TEXT BLOCK:
On the verticals, this shows pretty clearly what I've been saying about setting the nulls just outside to punctuate the pattern, where the horn by itself would be losing control. I'd say they've done a pretty good job there.
Get that woofer under control (if that's what caused the horizontal blip) and you'd have a really great speaker. I'm thinking the JBL or AE woofers might be the ticket. Your speaker with the 2206 looks like a great canidate, as would maybe one of the AE woofers. I'll bet you could use 12's or 15's from either of these manufacturers and make something really nice.
Nice horizontals, nice verticals, smooth response. The horn's shape is right for good pattern control in both planes, as it lends itself to proper CTC spacing and crossover frequency/slope for good matching and smooth polars. Good stuff!
Patrick Bateman said:
I have no interest in building the summa, I was just curious as to how he handles the response of the DE 250....which I'm presently working with.
russellc
I'm sure you read my Speaker Crossover document, but I'll mention it again just in case you haven't. It talks specifically about the impedance peaks common in horns like these, and how you can compensate for them in the crossover with notch filters and/or resistive dampers. It compares each approach using Spice models to analyze each network. First-order, second-order and third-order high-pass and low-pass splitter filters are examined, as well as various compensation and damping networks, such as Zobels, notch filters and R/R/C conjugate filters.
I am having a discussion on AudioRoundTable.com with one of my best audio buddies, Duke LeJeune. Something he said there made me realize there may be some misconceptions about round horns that I thought would be worth mentioning here.
I think that some people are under the impression that there is spectral balance off-axis vertically from a speaker using a round horn. It never occured to me that people might think that, because in my mind, I'm always visualizing the pattern and the interactions, collapsing DI of a direct radiator, nulls and lobes from path length differences, and things like that. But I suppose some might see the woofer is round and the tweeter is round, then think since the round horn has the same pattern in the vertical as it does the horizontal, then there must be spectral balance in both planes. Even those that realize the nulls are formed from path length differences may see that as just being a blip at certain angles, with the overall sound being balanced.

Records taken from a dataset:
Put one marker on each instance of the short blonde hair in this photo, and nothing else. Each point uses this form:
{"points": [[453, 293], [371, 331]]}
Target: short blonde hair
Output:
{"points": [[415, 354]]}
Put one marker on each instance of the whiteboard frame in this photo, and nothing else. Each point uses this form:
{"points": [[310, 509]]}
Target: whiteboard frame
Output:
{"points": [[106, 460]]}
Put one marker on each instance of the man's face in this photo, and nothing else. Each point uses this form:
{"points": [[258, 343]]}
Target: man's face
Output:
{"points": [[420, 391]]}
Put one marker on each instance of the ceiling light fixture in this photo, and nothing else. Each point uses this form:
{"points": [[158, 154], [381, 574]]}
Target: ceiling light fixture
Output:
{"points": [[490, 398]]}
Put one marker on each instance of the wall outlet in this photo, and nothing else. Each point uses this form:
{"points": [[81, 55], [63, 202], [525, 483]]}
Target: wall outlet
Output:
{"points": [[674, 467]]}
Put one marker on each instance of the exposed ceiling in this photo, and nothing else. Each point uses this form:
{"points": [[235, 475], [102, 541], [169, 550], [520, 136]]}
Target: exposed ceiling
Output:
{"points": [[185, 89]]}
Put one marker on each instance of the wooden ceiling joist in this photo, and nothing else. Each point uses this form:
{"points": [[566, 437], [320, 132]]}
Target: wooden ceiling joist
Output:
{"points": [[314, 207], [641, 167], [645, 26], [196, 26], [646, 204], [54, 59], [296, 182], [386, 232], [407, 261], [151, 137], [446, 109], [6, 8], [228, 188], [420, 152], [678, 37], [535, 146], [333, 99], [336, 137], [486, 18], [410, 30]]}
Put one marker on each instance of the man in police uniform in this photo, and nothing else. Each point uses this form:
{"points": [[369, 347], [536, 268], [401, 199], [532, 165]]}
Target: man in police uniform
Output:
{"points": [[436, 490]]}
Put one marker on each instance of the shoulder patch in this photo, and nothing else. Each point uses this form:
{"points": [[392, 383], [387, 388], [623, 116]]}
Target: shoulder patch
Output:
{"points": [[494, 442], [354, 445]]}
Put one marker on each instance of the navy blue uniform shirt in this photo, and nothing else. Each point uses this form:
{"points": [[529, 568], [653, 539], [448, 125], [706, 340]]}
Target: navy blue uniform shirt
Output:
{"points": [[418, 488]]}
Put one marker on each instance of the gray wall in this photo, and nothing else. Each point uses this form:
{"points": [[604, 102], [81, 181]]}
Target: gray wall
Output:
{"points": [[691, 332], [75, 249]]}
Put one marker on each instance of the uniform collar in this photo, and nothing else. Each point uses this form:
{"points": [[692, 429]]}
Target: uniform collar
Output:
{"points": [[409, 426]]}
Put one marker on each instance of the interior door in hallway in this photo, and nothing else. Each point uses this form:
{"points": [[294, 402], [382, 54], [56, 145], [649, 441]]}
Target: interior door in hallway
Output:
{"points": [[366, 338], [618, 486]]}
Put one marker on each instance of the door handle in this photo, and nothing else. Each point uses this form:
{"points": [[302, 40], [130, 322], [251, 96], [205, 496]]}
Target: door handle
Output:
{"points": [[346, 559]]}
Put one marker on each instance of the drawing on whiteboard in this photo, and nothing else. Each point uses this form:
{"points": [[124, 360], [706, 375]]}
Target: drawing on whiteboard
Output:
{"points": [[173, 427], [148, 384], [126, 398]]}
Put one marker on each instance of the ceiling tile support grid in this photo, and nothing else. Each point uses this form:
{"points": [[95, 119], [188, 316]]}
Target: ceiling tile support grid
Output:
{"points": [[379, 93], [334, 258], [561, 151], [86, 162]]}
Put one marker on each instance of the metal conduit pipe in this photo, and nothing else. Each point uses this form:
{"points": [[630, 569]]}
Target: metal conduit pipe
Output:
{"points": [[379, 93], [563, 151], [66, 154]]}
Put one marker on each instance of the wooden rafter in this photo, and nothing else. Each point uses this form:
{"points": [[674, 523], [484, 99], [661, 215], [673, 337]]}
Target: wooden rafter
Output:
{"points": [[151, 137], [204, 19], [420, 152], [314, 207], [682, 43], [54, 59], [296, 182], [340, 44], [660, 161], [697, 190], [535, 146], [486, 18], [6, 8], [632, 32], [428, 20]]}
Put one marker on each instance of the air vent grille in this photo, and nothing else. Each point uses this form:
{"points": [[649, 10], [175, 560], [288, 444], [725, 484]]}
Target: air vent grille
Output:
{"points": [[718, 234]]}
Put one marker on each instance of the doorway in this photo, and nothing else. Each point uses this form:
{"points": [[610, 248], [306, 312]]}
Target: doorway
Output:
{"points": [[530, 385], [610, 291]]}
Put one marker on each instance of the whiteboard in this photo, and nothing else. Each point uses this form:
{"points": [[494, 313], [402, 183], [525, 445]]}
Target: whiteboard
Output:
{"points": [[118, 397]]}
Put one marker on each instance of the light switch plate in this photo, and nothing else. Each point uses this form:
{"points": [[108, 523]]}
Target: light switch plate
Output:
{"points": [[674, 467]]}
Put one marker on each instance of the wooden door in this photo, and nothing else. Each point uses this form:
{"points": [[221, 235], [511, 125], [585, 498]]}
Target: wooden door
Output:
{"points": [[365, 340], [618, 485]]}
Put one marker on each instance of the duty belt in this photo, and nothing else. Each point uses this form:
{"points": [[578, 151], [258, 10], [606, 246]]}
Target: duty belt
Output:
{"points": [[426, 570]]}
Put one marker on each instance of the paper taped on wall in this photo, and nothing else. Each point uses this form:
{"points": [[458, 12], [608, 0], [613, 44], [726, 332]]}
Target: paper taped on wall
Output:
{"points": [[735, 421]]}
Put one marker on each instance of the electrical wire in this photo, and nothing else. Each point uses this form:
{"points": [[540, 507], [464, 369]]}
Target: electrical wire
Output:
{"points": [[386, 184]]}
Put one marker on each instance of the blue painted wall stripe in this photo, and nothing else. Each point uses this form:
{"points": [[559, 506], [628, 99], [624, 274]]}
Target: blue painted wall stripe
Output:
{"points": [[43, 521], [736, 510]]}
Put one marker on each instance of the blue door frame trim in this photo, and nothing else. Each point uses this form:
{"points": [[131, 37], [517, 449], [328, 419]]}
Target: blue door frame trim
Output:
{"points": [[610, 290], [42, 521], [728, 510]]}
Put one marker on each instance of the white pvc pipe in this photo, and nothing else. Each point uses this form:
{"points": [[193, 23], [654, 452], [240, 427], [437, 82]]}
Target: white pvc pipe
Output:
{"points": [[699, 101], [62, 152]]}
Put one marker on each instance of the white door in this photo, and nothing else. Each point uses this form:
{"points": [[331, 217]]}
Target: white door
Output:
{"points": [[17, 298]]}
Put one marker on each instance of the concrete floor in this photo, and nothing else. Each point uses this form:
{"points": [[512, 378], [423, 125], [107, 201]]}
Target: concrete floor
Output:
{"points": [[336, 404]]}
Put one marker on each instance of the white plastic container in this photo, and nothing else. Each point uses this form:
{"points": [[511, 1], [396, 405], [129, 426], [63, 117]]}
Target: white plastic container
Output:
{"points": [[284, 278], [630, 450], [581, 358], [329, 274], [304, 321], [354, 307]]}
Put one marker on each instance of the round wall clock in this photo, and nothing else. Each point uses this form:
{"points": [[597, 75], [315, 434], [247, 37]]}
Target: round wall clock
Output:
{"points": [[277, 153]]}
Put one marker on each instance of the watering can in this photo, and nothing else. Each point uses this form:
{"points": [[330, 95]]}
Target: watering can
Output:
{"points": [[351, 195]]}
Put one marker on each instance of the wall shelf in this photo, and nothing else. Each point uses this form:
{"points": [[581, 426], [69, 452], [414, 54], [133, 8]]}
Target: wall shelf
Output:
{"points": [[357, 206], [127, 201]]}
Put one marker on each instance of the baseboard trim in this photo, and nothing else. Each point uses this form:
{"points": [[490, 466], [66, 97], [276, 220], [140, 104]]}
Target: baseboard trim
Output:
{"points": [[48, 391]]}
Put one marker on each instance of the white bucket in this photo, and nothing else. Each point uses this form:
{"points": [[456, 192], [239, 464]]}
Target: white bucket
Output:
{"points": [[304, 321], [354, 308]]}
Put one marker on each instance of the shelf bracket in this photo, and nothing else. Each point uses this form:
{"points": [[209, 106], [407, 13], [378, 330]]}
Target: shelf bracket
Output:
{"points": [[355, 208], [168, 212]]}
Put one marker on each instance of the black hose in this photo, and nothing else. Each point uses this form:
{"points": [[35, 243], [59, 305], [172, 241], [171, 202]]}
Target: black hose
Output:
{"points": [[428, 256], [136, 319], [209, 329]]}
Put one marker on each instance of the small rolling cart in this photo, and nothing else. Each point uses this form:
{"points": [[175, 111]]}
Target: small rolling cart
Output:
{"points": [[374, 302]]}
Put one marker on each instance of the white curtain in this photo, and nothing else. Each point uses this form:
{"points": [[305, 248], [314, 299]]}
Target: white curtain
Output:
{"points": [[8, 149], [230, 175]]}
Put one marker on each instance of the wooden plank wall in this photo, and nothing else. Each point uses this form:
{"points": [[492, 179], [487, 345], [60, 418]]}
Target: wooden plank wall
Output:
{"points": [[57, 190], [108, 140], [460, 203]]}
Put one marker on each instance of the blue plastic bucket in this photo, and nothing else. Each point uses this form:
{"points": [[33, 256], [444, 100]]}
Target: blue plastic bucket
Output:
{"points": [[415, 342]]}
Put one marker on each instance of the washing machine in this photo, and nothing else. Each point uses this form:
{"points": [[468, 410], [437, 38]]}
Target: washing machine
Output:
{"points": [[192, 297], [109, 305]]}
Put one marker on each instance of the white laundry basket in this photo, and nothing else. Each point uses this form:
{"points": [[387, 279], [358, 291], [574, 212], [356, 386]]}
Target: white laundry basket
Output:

TASKS TO CARRY OUT:
1) Find every line in the listing that contains the word "machine" and copy each of those lines. Case counts.
2) Please carry the horn speaker discussion forward from the point where it stops.
The horn speaker discussion and the listing come from separate sources.

FINAL ANSWERS:
1)
Put one marker on each instance of the washing machine in this photo, and nothing else. Each point uses this form:
Target: washing machine

2)
But this isn't so. What we actually have (in a DI-matched two-way speaker) is collapsing directivity from the woofer through the bass and midrange. The beamwidth is matched in the horizontal at crossover, blended seamlessly if the design is done right. That is actually not too hard to do, most of us on this thread realize how to do it. In the vertical plane, directivity collapses more rapidly because of the nulls. It doesn't smoothly blend like it can in the horizontal, rather it collapses rapidly with the off-axis nulls marking the edge of the pattern. Above the crossover band, the woofer output is strongly attenuated and so it not contibuting much to the pattern. The pattern at higher frequencies is set by the tweeter horn. We can have a useful discussion about which pattern is more useful, but it is not accurate to think that a speaker with a round horn has spectral balance in the vertical plane. It does not. I would argue that there is more spectral balance from a speaker with an asymmetrical horn, because it is able to put more energy into the forward lobe, the only place where loudspeaker output is clean (phased within 1/4 wavelength).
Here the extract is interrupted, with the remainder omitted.